## [TASK ITEM]
Go through the material below, tally each line containing "bare", and write the tally alone.

==============================

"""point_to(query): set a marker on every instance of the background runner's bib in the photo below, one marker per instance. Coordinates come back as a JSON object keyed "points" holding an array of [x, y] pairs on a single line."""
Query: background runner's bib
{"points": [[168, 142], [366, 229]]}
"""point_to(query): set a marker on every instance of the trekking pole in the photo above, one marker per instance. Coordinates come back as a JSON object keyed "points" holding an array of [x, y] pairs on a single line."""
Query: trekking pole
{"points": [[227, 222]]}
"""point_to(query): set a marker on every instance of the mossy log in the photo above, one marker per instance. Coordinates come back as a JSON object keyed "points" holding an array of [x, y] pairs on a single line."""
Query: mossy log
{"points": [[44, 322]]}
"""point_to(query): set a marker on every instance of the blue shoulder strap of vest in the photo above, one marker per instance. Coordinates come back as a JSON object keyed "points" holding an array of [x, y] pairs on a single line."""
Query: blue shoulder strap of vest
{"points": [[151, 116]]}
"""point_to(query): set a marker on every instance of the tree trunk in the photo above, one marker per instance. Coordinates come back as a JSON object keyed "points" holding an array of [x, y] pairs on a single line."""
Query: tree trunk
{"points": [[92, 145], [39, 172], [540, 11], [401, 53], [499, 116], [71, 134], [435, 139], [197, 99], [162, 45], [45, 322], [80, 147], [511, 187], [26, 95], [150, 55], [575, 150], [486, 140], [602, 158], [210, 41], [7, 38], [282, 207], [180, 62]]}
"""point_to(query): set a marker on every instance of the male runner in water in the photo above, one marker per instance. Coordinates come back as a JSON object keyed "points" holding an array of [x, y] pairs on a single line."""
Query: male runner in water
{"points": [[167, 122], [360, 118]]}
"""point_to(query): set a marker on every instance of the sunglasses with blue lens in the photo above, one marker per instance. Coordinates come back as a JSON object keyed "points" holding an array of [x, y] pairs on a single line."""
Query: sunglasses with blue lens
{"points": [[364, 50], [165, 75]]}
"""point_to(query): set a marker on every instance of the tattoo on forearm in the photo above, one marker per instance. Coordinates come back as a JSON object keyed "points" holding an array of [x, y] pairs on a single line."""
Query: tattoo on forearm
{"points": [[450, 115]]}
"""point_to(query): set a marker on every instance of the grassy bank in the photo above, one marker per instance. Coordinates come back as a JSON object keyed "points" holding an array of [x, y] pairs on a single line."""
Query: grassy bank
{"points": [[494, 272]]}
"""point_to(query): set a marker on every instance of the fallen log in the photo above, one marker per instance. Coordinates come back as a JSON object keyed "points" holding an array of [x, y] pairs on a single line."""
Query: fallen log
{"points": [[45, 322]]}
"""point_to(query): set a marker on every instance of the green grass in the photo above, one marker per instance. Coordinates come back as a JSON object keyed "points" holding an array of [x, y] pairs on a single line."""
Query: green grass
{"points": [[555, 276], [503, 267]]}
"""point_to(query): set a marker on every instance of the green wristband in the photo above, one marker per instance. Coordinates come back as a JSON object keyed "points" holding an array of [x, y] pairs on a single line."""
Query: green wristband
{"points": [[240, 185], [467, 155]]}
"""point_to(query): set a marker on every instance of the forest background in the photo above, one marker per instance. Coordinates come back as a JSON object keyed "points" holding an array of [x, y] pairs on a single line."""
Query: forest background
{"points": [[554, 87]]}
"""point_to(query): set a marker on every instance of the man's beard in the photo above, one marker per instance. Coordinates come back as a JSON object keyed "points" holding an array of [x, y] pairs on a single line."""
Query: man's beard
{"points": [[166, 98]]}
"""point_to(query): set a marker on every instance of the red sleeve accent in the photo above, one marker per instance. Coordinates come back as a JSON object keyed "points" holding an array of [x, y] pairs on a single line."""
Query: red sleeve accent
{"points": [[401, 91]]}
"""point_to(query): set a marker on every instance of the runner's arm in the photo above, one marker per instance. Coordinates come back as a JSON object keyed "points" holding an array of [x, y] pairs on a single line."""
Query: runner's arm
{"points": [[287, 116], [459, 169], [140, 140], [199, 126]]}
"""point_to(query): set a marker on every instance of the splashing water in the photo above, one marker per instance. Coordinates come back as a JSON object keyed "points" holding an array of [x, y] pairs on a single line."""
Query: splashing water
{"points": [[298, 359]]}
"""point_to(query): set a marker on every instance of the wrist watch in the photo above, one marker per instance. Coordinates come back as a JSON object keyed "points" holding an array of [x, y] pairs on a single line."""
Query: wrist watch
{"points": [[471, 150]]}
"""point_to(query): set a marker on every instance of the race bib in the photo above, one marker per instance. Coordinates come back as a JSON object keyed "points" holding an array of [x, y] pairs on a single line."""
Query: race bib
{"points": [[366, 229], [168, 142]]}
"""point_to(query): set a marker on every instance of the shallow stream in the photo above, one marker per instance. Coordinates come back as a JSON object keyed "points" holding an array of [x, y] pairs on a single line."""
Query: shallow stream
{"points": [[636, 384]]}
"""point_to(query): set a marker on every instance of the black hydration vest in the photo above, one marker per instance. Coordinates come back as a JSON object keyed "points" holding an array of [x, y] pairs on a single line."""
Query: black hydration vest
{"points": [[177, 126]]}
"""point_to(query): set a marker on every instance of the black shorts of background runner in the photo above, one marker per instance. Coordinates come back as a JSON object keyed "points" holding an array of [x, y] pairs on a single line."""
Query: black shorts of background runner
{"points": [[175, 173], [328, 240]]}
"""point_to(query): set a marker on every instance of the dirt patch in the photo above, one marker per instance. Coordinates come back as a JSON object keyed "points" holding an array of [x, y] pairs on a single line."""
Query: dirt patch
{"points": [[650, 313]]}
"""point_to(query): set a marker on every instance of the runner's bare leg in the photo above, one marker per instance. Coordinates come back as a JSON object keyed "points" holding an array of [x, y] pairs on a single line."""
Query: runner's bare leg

==============================

## [RESULT OF THE TASK]
2